EXERCISE PROMPT -
Count the lines in the records below that contain the word "position". Give only the number.

TASK INPUTS -
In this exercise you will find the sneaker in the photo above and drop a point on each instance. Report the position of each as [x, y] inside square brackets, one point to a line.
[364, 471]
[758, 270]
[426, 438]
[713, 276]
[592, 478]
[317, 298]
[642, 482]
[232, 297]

FINISHED EXERCISE -
1